▶ **What is expected**
Write out every line of the records below, copying each one character for character without any change.

A block of data
────────────────────────────────────────
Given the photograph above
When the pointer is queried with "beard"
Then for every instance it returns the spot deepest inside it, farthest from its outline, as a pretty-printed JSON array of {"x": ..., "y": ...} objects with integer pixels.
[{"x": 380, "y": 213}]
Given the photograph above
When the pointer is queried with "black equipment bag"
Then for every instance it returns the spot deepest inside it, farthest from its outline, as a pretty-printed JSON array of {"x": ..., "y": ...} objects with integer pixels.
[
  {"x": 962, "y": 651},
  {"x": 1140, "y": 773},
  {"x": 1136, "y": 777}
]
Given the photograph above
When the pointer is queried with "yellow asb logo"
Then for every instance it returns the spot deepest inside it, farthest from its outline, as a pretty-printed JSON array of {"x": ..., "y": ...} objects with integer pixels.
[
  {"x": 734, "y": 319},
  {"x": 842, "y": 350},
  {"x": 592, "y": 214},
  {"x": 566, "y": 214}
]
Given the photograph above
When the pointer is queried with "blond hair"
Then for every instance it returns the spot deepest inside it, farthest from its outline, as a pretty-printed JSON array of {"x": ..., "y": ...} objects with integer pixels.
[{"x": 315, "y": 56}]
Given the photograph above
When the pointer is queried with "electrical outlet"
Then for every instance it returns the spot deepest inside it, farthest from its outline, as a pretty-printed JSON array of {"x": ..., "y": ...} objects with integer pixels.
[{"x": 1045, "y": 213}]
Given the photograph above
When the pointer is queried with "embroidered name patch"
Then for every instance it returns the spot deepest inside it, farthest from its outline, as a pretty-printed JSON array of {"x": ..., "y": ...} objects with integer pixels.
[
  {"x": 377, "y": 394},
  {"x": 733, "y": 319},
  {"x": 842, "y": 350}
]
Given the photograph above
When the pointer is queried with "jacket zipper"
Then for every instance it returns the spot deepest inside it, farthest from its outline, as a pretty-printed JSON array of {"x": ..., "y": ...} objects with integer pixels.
────────────────────────────────────────
▶ **Exercise answer**
Given the photograph above
When the pointer is queried with "beard"
Then for every instance it returns the spot deepest inside it, farthest from its outline, as a pretty-printed JSON array of {"x": ..., "y": ...} objects with integer pixels.
[{"x": 380, "y": 213}]
Given the photograph above
When the pointer is queried with "black equipment bag"
Then for every instance it returns the spot deepest inside it, farthest from its outline, as a pretty-printed JSON array of {"x": ..., "y": ...} objects with integer pixels.
[
  {"x": 962, "y": 651},
  {"x": 1140, "y": 773},
  {"x": 1136, "y": 777}
]
Given the photograph above
When the pointer is queried with "yellow asb logo"
Then for every instance it returns the spot deepest inside it, farthest from its outline, as a pretty-printed JSON array of {"x": ..., "y": ...} objects with integer pixels.
[
  {"x": 734, "y": 319},
  {"x": 842, "y": 350},
  {"x": 592, "y": 214},
  {"x": 566, "y": 214}
]
Given the photograph above
When the pointer is queried with "blond hair"
Then for every instance it returns the spot deepest inside it, farthest from its outline, as a pretty-printed JSON array of {"x": ..., "y": ...} objects with integer pixels.
[{"x": 315, "y": 56}]
Given the photograph above
When the pointer is queried with "electrical outlet"
Then for every instance it returns the spot deepest inside it, farthest from its outline, as a pretty-printed JSON array of {"x": ..., "y": ...} objects with integer pixels.
[{"x": 1045, "y": 213}]
Given the photograph above
When the pointer is queried with "embroidered name patch"
Then for every instance it returns the spot deepest inside it, farthest from its outline, as a pretty-printed JSON array of {"x": ..., "y": ...} objects with integer pixels.
[
  {"x": 377, "y": 394},
  {"x": 733, "y": 319},
  {"x": 842, "y": 350}
]
Given the photograph above
When the pointer is queried with "jacket zipper"
Then for every instance it returns the spot deepest inside it, farthest from its outline, as a pretty-printed JSON array of {"x": ..., "y": ...} objects with integer pixels.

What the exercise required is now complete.